# NEW WAY TO SEAL PISTON IN CYLINDER



## Brian Rupnow (Jan 2, 2009)

A couple of weeks ago, when I picked up all the free gears at the tool repair place, I also picked up 3 burned out portable compressors. I discovered a new/different method of sealing a piston in a cylinder,which I thought would be very applicable to small air engines, possibly even steam engines. I know that you can use a neoprene o-ring, but I have found that o-rings create a very high frictional drag on the cylinder wall, and any advantage gained by using them to seal "compression" is offset by this high drag that they create. It appears that the compressor manufacturer made the piston, seal, and piston cap all the same diameter, then used the flat head capscrew to put just enough pressure on the neoprene seal plate to make it "squish out" a bit and provide an air tight seal with the cylinder wall. It also appears that one might be able to control this amount of "squish out" (for lack of a better technical term), by how much the screw was tightened. Now of course, this would demand some blue loctite on the flat head capscrew to prevent it from working loose, and if using this design, the cylinder bores would have to be marginally deeper to accomodate the extra piston height. I would still put in the 3 small grooves for oil retention, both to lubricate the piston in its bore, and to help seal it. Maybe I'm posting information here that has already been tried and discarded, but I thought it was a very interesting way of providing a piston seal without having to get into the advanced machining skills required to manufacture piston rings.---Brian


----------



## bentprop (Jan 2, 2009)

I see your point,Brian,but being neoprene as well,would that seal not have the same amount of friction as an o-ring?It probably works fine in a compressor,since the piston is so much bigger.
Still,it's always worth a try.
Hans.


----------



## Brian Rupnow (Jan 2, 2009)

Hans--The point that I was trying to make is that you would have more control about how much interferance and drag there was by how tight the screw was tightened.---Brian


----------



## crankshafter (Jan 2, 2009)

Brian Rupnow  said:
			
		

> A couple of weeks ago, when I picked up all the free gears at the tool repair place, I also picked up 3 burned out portable compressors. I discovered a new/different method of sealing a piston in a cylinder,which I thought would be very applicable to small air engines, possibly even steam engines. I know that you can use a neoprene o-ring, but I have found that o-rings create a very high frictional drag on the cylinder wall, and any advantage gained by using them to seal "compression" is offset by this high drag that they create. It appears that the compressor manufacturer made the piston, seal, and piston cap all the same diameter, then used the flat head capscrew to put just enough pressure on the neoprene seal plate to make it "squish out" a bit and provide an air tight seal with the cylinder wall. It also appears that one might be able to control this amount of "squish out" (for lack of a better technical term), by how much the screw was tightened. Now of course, this would demand some blue loctite on the flat head capscrew to prevent it from working loose, and if using this design, the cylinder bores would have to be marginally deeper to accomodate the extra piston height. I would still put in the 3 small grooves for oil retention, both to lubricate the piston in its bore, and to help seal it. Maybe I'm posting information here that has already been tried and discarded, but I thought it was a very interesting way of providing a piston seal without having to get into the advanced machining skills required to manufacture piston rings.---Brian


Hi Brian.

§ **Data block**:
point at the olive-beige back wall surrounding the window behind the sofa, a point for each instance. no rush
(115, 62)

§ **Task requirements**: Carry on the forum thread about sealing a piston with a squeezed neoprene seal plate, starting right after its last sentence.

§ **Response to this exercise**:
I will try to explane how I did it.
I used a O-ring(Viton) as piston ring in my Webster 4-cycle. I used an under sized O-ring and stretched it so its barley protrude outside the piston just to eliminate most of the drag.( Brian, and the rest of you I hope you understand what i mean, my English is terrible, I know)
The Webster has some hours running time now and with no problem at all.
Best regards CS


----------



## Brian Rupnow (Jan 2, 2009)

Crankshafter---I understand very well what you are saying. Your English is as good or better than many people who use English as their native language. I have always found that when cutting o-ring grooves using the information given in the o-ring literature, they fit too tight. I am sure if one has the time to experiment a bit, that they can achieve a fit like you are talking about.---Brian


----------



## Maryak (Jan 2, 2009)

crankshafter  said:
			
		

> ( Brian, and the rest of you I hope you understand what i mean, my English is terrible, I know)



I bet your English is much better than my Norwegian. 
	

	
	
		
		

		
		
	


	




Your explanation was easy to follow.

Best Regards
Bob


----------



## shred (Jan 2, 2009)

Yeah, O-ring groove specs are for "no-leakage, no-moveage" use cases. Sliding fits are perfectly possible, but need different geometry. The cap-and-sheet method would work with an O-ring, if you wanted adjustability. Cutting sheet into circles can be a big nuisance sometimes too.


----------



## kustomkb (Jan 2, 2009)

the "Hoglet" IC I am currently working on calls for O-rings instead of piston rings.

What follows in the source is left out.